WORK TO COMPLETE: Print the listing as it stands, omitting all images.

═══ DATA RECORDS

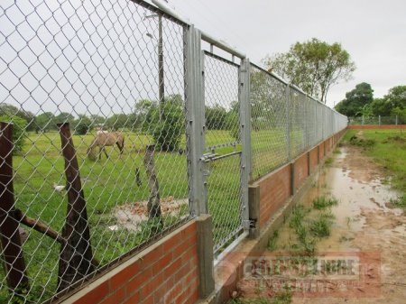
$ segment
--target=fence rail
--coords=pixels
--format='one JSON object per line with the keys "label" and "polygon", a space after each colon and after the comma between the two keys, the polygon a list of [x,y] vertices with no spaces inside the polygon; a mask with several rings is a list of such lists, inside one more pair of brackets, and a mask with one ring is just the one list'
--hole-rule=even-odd
{"label": "fence rail", "polygon": [[348,117],[349,125],[364,125],[364,124],[406,124],[406,117],[402,116],[358,116]]}
{"label": "fence rail", "polygon": [[249,182],[346,126],[143,1],[5,1],[0,24],[2,303],[55,299],[204,213],[219,253]]}

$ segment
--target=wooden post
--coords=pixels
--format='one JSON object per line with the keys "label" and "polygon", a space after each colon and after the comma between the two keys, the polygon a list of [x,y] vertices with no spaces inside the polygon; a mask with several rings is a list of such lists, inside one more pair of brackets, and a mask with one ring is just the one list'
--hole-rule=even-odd
{"label": "wooden post", "polygon": [[15,208],[13,185],[13,124],[0,122],[0,236],[11,291],[28,288],[25,263],[21,248],[18,221],[14,217]]}
{"label": "wooden post", "polygon": [[148,198],[148,217],[150,220],[159,219],[159,224],[163,227],[163,221],[161,212],[160,204],[160,187],[158,179],[155,174],[155,164],[153,161],[153,152],[155,151],[154,144],[148,144],[145,149],[145,156],[143,158],[143,165],[148,176],[148,188],[151,195]]}
{"label": "wooden post", "polygon": [[95,270],[92,264],[92,247],[76,151],[70,135],[69,124],[58,124],[62,154],[65,159],[68,210],[62,237],[66,244],[60,253],[58,291],[69,288]]}

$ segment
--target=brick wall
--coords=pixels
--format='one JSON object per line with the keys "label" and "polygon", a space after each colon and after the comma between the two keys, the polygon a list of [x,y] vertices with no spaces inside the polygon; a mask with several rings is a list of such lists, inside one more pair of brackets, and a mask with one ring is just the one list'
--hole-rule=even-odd
{"label": "brick wall", "polygon": [[63,303],[185,304],[198,299],[197,223],[191,221]]}
{"label": "brick wall", "polygon": [[259,182],[260,187],[260,226],[291,196],[291,164],[287,164]]}
{"label": "brick wall", "polygon": [[304,153],[295,161],[295,188],[298,188],[308,177],[308,153]]}
{"label": "brick wall", "polygon": [[310,153],[310,171],[312,172],[312,169],[314,167],[316,167],[318,163],[318,147],[313,148],[312,150],[310,150],[309,152]]}
{"label": "brick wall", "polygon": [[375,130],[375,129],[406,129],[406,124],[364,124],[364,125],[348,125],[348,129],[370,129],[370,130]]}
{"label": "brick wall", "polygon": [[[318,144],[319,160],[323,160],[326,154],[332,151],[346,130],[328,138]],[[308,156],[309,153],[309,156]],[[318,146],[306,152],[294,161],[294,186],[299,189],[309,176],[309,165],[310,172],[318,165]],[[263,227],[291,195],[291,165],[287,164],[274,172],[262,178],[251,186],[250,191],[259,188],[259,226]]]}

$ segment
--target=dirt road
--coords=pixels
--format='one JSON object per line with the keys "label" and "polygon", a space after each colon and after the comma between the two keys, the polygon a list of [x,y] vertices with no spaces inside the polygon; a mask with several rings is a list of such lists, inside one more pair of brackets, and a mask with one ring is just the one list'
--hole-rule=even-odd
{"label": "dirt road", "polygon": [[339,199],[332,208],[337,218],[332,234],[318,244],[318,251],[379,253],[378,282],[370,286],[379,290],[378,296],[295,297],[292,303],[406,303],[406,215],[390,206],[397,193],[383,183],[379,168],[360,148],[348,145],[339,151],[332,164],[320,172],[317,187],[304,198],[304,204],[326,192]]}

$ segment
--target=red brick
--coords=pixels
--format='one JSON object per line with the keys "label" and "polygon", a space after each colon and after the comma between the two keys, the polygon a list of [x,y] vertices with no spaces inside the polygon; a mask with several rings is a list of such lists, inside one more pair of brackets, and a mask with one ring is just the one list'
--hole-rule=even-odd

══════

ANSWER TO THIS PROBLEM:
$ segment
--target=fence rail
--coords=pixels
--format='one JSON object per line with the keys "label" and "polygon", a space after each colon and after the comma between the two keys, the polygon a list of [x,y] vertices with no spaces inside the polygon; a mask with several rings is a list of such lists, inside one more pair of brackets, and a mask with one ring is just the one list'
--hole-rule=even-odd
{"label": "fence rail", "polygon": [[348,117],[349,125],[364,125],[364,124],[406,124],[406,117],[402,116],[358,116]]}
{"label": "fence rail", "polygon": [[249,182],[346,126],[143,1],[5,1],[0,24],[2,303],[55,299],[204,213],[219,253]]}

$ segment
--target=wooden post
--coords=pixels
--format='one JSON object per line with the keys "label" and "polygon", a space after each colon and after the comma between the two keys, the polygon a list of [x,y] vertices with no spaces inside the polygon; a mask with several rings is a list of such lists, inside one more pair of brackets, and a mask with one ring is just the one list'
--hole-rule=even-odd
{"label": "wooden post", "polygon": [[15,208],[13,185],[13,124],[0,122],[0,236],[11,291],[28,288],[25,263],[21,248],[18,221],[14,217]]}
{"label": "wooden post", "polygon": [[148,198],[148,217],[150,220],[159,219],[159,224],[163,227],[163,221],[161,212],[160,204],[160,187],[158,179],[155,174],[155,164],[153,161],[153,152],[155,151],[154,144],[148,144],[145,149],[145,156],[143,158],[143,165],[148,176],[148,188],[151,195]]}
{"label": "wooden post", "polygon": [[95,270],[92,264],[92,247],[76,151],[70,135],[69,124],[58,124],[62,154],[65,159],[68,210],[62,237],[66,244],[60,253],[58,291],[69,288]]}

$ segment
--target=brick wall
--coords=pixels
--format='one JSON object per line with the keys "label" and "polygon", a space after each colon and after the comma between the two keys, the polygon a list of [x,y] vertices with no spaces inside the polygon; a mask with several rings is a list of such lists, inside one more pair of brackets, and a mask with one ring is just the one list'
--hole-rule=even-odd
{"label": "brick wall", "polygon": [[63,303],[185,304],[198,299],[197,223],[191,221]]}
{"label": "brick wall", "polygon": [[259,182],[260,187],[260,226],[291,196],[291,164],[287,164]]}
{"label": "brick wall", "polygon": [[304,153],[295,161],[295,188],[298,188],[308,177],[308,153]]}
{"label": "brick wall", "polygon": [[310,153],[310,171],[312,172],[312,169],[314,167],[316,167],[318,163],[318,147],[313,148],[312,150],[310,150],[309,152]]}
{"label": "brick wall", "polygon": [[375,130],[375,129],[406,129],[406,124],[364,124],[364,125],[348,125],[348,129],[370,129],[370,130]]}
{"label": "brick wall", "polygon": [[[318,144],[319,160],[323,160],[326,154],[332,151],[346,130],[328,138]],[[308,156],[309,153],[309,156]],[[318,146],[306,152],[294,161],[294,186],[299,189],[309,176],[309,165],[310,172],[318,165]],[[263,227],[291,195],[291,165],[287,164],[274,172],[262,178],[251,186],[250,191],[259,188],[259,226]]]}

$ segment
--target=dirt road
--coords=pixels
--format='one JSON object per line with the keys "label" and "polygon", a space after each colon and after the comma between the two keys, the polygon a list of [x,y] vertices with no spaces inside the polygon; a mask with several rings is a list of such lists, inside one more pair of brackets, and a mask with one ring is just the one list'
--hole-rule=even-odd
{"label": "dirt road", "polygon": [[339,199],[332,208],[337,218],[332,234],[318,244],[318,251],[379,253],[378,282],[370,286],[379,290],[378,296],[295,297],[292,303],[406,303],[406,215],[390,206],[397,193],[383,183],[379,168],[360,148],[348,145],[339,151],[332,164],[320,172],[317,187],[304,198],[304,204],[326,192]]}

$ segment
--target=red brick
--coords=pixels
--format='one JSON object per line with the keys "label" and "polygon", a space after each colon and after the comma between the two keys, the polygon a list of [x,y] vertices with no spaces inside the polygon; a mask with several rings is a list of such lists, inside one more pair of brackets, and a mask with one ring is just the one list'
--hole-rule=even-odd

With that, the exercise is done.